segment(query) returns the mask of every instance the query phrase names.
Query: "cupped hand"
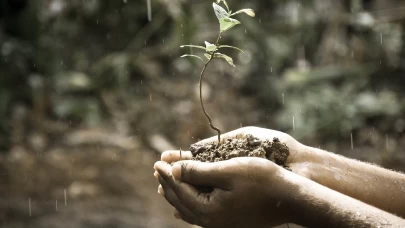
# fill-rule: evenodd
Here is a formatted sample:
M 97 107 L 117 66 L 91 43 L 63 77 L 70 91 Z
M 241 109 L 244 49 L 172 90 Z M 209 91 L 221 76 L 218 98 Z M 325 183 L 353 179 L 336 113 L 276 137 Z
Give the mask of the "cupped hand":
M 188 156 L 188 155 L 186 155 Z M 160 192 L 184 221 L 206 228 L 270 227 L 289 222 L 290 172 L 261 158 L 157 162 Z M 209 186 L 212 191 L 202 190 Z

### What this task involves
Retype the lines above word for word, leaving out the pictures.

### Output below
segment(query) returns the mask of every instance the query phrase names.
Query: "cupped hand"
# fill-rule: evenodd
Here is a formatted sample:
M 97 107 L 117 66 L 91 43 L 63 77 L 70 91 Z
M 241 109 L 244 49 L 172 90 Z M 209 91 L 221 76 L 218 98 Z M 325 183 L 353 179 L 336 113 L 276 137 Z
Give the mask of the "cupped hand":
M 188 156 L 188 155 L 186 155 Z M 160 192 L 184 221 L 206 228 L 270 227 L 289 222 L 290 172 L 261 158 L 157 162 Z M 209 186 L 212 191 L 202 190 Z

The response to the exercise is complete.